- _Exercise requirements_: Look through the lines below for the word "shirt", and copy every line that has it.

***** Information shown *****

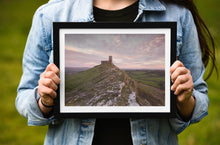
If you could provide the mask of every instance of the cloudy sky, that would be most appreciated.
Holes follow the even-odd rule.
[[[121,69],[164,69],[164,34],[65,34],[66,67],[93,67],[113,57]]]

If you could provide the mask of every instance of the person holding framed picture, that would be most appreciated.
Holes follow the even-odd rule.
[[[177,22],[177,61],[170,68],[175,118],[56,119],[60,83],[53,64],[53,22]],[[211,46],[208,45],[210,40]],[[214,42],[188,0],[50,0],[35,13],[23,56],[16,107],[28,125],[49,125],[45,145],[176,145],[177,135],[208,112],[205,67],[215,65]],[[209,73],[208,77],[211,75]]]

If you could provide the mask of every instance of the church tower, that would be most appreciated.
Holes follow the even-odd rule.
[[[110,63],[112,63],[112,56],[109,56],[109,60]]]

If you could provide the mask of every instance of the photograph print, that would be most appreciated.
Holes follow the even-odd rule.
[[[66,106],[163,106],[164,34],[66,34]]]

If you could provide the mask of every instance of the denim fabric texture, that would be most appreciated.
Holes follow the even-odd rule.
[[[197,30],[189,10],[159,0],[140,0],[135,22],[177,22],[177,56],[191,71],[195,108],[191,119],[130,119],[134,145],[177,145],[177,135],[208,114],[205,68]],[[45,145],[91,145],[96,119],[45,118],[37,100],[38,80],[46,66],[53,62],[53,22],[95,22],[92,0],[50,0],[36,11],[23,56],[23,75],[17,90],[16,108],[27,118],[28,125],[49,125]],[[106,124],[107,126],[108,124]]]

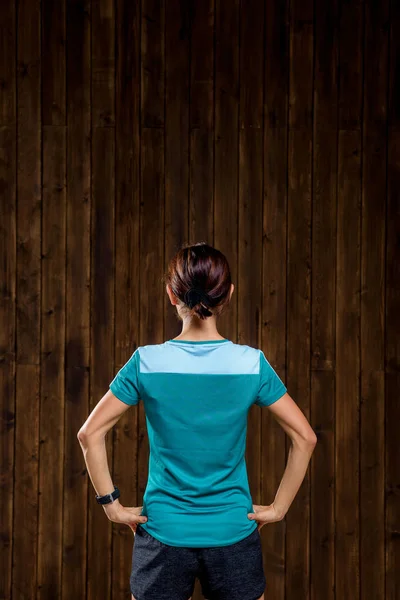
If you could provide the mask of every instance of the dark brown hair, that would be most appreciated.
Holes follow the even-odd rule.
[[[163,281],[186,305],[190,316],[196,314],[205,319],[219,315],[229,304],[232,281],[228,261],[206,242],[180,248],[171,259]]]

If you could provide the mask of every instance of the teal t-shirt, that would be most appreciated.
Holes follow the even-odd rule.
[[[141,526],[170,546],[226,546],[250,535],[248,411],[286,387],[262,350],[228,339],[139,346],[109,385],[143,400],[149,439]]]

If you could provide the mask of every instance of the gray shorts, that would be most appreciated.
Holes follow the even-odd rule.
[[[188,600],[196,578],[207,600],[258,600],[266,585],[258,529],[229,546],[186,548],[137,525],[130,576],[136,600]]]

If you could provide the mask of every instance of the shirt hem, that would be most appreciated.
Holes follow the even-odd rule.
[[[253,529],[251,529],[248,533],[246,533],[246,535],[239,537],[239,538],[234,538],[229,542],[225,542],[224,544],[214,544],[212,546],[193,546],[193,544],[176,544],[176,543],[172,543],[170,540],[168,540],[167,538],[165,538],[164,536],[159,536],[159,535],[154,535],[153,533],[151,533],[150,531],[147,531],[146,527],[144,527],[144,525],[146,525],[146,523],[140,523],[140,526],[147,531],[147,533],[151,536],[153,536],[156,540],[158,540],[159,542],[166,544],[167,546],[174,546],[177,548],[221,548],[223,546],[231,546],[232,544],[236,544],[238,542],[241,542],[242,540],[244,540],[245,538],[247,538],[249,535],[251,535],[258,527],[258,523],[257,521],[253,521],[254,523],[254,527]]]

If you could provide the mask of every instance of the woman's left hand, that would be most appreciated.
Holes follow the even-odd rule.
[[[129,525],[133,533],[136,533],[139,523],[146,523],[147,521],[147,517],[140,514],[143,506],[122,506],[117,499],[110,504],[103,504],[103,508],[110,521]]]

*****
***** Information shown *****

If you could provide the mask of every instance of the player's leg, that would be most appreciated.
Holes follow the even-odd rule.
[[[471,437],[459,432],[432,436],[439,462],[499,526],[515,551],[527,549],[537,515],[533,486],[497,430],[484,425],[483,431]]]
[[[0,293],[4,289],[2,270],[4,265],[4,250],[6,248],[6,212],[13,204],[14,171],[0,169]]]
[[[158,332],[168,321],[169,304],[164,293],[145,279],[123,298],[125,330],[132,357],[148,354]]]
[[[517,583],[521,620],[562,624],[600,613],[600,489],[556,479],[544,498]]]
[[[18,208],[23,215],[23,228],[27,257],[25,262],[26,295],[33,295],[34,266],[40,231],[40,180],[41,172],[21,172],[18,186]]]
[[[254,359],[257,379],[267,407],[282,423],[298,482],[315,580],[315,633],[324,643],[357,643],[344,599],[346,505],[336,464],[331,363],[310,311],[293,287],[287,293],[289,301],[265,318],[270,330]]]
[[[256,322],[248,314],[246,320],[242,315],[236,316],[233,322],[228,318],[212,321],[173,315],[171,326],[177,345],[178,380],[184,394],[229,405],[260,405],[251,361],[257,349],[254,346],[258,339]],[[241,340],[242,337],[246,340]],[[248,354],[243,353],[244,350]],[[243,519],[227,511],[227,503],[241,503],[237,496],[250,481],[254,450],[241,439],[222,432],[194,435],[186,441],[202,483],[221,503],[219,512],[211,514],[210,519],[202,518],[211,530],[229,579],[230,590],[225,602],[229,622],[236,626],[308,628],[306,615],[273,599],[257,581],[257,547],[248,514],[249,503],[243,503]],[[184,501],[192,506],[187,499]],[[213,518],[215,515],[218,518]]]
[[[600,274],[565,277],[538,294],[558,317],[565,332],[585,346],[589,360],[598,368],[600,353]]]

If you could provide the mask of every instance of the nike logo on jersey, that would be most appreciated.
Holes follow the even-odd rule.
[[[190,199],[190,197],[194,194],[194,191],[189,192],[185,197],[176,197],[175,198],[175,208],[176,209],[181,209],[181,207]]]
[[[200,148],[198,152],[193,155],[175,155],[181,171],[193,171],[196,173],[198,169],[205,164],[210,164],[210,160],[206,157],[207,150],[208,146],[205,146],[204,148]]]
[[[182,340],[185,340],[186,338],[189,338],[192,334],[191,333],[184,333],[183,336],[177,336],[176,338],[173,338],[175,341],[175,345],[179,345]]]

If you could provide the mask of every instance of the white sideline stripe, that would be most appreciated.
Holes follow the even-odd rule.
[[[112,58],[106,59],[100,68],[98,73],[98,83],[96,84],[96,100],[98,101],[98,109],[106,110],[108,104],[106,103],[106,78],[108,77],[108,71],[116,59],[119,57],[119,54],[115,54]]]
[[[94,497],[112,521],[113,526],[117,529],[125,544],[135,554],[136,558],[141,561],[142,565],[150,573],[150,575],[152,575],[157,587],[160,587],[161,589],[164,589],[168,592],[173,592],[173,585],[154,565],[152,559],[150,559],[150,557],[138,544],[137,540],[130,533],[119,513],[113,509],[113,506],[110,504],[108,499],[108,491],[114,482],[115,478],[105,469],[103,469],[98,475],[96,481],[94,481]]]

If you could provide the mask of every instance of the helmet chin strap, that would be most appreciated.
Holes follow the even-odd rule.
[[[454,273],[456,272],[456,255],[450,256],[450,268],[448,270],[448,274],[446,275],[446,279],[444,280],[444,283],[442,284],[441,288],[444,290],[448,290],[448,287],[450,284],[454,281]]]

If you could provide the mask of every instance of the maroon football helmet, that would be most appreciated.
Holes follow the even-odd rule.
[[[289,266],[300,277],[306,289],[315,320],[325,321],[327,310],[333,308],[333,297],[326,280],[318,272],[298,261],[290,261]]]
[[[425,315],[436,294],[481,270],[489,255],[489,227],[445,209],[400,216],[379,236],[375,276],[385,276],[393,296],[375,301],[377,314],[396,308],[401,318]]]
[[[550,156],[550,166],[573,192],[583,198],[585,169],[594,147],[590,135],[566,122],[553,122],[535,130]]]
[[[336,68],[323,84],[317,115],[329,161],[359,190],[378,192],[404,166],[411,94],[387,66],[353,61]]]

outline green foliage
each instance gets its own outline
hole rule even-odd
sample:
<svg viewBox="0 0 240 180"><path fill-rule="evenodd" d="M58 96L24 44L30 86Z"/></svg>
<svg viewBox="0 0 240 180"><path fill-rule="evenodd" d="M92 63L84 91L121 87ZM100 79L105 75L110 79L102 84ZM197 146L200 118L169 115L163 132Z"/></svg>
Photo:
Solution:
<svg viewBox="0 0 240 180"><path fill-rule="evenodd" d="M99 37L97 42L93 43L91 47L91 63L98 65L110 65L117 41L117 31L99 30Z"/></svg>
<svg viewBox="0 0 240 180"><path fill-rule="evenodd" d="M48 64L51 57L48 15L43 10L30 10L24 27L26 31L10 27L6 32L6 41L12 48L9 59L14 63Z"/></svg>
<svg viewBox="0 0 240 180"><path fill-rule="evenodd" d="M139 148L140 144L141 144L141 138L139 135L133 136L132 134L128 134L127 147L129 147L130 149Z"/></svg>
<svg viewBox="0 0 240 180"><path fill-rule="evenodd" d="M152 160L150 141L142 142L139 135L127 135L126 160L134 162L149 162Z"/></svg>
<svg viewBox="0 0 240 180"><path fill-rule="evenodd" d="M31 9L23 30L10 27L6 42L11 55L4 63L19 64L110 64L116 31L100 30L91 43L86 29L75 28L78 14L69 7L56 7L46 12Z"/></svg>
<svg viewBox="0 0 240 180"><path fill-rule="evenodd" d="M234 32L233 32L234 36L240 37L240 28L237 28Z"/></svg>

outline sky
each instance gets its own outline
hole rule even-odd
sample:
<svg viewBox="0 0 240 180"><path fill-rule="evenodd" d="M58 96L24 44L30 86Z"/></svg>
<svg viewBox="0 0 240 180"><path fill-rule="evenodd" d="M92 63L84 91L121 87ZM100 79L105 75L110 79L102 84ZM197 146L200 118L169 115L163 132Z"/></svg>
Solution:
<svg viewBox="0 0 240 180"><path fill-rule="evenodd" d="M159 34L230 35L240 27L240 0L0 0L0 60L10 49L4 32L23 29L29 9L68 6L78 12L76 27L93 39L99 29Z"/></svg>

*****

- _Answer_:
If you could provide the mask of every instance of the teal t-shirt, that would be most appreciated.
If you could provide the mask of every instance of the shirt hem, that would be most appreciated.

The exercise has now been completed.